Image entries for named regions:
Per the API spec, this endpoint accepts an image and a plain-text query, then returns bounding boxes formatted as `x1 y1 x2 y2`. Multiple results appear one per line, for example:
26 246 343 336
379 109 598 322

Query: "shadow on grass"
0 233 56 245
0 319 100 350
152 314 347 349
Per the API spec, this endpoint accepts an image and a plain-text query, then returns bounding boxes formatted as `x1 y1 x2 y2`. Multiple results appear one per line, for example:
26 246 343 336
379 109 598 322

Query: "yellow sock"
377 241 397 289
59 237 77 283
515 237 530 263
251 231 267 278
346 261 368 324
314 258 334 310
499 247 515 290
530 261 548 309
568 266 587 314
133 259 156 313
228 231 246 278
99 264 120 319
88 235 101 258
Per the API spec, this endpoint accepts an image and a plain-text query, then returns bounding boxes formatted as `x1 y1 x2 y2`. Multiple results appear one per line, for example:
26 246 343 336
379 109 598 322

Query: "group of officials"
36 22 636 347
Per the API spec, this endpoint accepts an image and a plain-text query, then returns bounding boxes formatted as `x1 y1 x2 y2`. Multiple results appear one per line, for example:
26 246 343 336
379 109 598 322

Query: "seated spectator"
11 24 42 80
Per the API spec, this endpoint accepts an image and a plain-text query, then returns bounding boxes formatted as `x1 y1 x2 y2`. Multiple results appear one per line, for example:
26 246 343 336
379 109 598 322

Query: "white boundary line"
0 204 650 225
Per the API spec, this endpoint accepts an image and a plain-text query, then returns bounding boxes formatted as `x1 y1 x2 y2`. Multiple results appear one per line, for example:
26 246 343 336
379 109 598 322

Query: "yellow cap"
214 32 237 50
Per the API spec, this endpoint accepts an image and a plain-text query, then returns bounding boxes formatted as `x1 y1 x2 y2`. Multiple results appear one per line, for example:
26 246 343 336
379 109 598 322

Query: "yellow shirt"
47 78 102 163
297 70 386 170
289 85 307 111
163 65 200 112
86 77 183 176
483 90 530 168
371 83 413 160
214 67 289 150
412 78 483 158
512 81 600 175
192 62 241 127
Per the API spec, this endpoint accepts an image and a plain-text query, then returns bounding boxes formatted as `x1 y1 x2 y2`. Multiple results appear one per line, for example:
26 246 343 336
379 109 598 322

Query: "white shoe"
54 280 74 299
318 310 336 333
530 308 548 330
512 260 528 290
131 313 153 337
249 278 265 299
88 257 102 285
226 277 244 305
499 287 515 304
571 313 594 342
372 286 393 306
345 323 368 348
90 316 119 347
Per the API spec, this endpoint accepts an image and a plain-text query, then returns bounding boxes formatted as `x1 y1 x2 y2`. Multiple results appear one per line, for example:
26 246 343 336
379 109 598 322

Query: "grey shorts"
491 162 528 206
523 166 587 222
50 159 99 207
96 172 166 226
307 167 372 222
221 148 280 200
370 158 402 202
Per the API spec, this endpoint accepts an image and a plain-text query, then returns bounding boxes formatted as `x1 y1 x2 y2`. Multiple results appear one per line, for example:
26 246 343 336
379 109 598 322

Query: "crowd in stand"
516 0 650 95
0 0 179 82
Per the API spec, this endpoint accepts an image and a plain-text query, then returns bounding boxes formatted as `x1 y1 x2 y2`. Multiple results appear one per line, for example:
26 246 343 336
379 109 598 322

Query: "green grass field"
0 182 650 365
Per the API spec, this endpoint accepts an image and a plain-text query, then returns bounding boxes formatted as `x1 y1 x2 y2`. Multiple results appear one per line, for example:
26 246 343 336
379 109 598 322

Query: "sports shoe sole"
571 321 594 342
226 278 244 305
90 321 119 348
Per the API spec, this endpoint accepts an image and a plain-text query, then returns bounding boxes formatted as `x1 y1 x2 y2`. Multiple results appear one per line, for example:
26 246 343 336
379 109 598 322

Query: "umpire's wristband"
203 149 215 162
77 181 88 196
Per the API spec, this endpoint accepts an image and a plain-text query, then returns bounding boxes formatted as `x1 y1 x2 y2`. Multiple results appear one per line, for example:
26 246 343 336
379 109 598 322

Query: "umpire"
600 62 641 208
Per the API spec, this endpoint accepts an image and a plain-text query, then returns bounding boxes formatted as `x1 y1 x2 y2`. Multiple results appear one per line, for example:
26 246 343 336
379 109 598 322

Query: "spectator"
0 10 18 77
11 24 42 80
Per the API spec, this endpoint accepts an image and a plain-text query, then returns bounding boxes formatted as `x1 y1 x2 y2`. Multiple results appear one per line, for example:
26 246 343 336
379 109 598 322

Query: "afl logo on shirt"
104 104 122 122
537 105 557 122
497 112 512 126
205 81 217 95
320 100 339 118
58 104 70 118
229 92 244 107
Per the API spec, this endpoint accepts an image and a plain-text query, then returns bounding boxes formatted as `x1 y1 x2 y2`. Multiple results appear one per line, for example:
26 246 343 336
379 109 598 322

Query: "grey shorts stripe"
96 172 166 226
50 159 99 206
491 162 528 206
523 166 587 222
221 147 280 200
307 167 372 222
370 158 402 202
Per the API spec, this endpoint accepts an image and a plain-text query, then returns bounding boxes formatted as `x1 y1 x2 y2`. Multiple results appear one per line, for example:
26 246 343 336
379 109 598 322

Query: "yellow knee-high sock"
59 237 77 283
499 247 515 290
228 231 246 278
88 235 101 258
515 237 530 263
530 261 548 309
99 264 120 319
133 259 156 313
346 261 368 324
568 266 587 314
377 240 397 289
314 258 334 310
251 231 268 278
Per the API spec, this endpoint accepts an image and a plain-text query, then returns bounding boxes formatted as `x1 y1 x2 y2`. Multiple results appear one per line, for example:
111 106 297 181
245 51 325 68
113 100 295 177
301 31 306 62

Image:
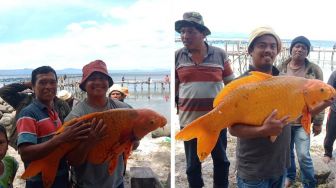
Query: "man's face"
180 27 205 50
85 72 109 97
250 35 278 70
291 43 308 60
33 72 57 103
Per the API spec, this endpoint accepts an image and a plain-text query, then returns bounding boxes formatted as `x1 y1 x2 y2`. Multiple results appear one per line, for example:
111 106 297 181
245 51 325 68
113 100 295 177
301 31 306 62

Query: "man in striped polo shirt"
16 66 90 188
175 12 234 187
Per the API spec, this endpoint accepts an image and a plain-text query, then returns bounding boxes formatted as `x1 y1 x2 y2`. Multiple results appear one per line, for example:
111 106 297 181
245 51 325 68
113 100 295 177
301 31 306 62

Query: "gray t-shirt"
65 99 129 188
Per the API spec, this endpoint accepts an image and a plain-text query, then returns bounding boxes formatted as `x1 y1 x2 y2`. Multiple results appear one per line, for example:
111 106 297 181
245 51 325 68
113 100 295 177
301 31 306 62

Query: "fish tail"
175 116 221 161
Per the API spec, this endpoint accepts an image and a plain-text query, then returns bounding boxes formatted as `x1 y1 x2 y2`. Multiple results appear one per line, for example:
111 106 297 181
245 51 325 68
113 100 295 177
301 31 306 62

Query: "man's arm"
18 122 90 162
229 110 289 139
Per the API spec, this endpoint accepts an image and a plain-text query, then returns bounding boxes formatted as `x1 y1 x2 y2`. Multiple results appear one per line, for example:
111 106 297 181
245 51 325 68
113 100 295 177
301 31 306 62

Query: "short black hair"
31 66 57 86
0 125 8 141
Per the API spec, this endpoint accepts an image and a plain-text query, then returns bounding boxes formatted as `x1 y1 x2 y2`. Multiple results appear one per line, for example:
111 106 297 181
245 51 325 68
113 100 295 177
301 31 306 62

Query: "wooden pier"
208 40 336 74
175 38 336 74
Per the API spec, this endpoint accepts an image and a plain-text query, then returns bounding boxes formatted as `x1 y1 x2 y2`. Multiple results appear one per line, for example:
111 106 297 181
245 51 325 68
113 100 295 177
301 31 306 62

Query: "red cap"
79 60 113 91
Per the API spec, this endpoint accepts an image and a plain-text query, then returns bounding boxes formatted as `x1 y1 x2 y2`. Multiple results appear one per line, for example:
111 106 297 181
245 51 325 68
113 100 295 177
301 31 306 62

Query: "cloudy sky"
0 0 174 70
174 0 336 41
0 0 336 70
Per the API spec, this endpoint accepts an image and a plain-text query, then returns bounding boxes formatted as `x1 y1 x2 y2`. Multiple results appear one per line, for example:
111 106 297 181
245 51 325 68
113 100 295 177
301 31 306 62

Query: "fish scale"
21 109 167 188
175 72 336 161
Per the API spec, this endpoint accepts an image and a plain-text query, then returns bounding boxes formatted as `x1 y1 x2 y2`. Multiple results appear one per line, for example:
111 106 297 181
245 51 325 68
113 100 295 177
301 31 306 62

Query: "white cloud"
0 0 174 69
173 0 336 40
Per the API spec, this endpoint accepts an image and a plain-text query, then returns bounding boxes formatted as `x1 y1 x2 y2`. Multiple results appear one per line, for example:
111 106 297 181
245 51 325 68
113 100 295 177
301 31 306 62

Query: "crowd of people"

* * *

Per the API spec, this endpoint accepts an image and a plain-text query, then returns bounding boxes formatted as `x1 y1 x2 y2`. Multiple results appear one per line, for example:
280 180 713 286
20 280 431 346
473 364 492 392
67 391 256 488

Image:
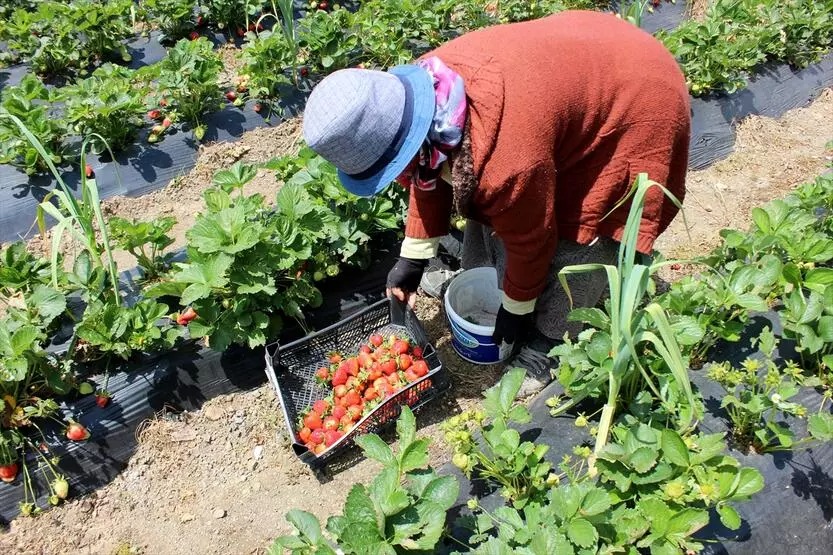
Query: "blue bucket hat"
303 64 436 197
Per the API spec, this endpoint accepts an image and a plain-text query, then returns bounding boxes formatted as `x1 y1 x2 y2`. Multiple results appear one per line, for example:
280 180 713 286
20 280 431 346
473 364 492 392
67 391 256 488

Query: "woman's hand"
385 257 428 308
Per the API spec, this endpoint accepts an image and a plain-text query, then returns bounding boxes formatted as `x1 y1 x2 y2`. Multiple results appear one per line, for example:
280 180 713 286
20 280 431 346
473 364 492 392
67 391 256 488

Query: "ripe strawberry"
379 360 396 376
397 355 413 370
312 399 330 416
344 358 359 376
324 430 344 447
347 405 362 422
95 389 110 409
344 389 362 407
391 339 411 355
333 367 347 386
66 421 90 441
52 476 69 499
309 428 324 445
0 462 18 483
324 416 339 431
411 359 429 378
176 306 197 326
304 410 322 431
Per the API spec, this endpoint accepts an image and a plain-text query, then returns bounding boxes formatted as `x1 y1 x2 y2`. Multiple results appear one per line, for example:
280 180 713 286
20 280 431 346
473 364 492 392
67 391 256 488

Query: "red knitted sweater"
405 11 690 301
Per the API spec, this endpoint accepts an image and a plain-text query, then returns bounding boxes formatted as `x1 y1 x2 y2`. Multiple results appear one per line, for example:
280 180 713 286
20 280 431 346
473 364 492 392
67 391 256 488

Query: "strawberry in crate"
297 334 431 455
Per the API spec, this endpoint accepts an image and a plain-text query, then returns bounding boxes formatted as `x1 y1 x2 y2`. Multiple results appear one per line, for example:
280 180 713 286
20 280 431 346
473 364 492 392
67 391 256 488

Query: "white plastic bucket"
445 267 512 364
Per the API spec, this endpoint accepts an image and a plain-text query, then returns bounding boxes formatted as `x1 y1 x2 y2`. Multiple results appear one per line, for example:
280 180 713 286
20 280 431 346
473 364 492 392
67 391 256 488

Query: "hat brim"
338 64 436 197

__Stated exercise__.
Which lines of the records contain the word "crowd"? Extract each of them.

__Result of the task__.
Query: "crowd in stand"
Query: "crowd of people"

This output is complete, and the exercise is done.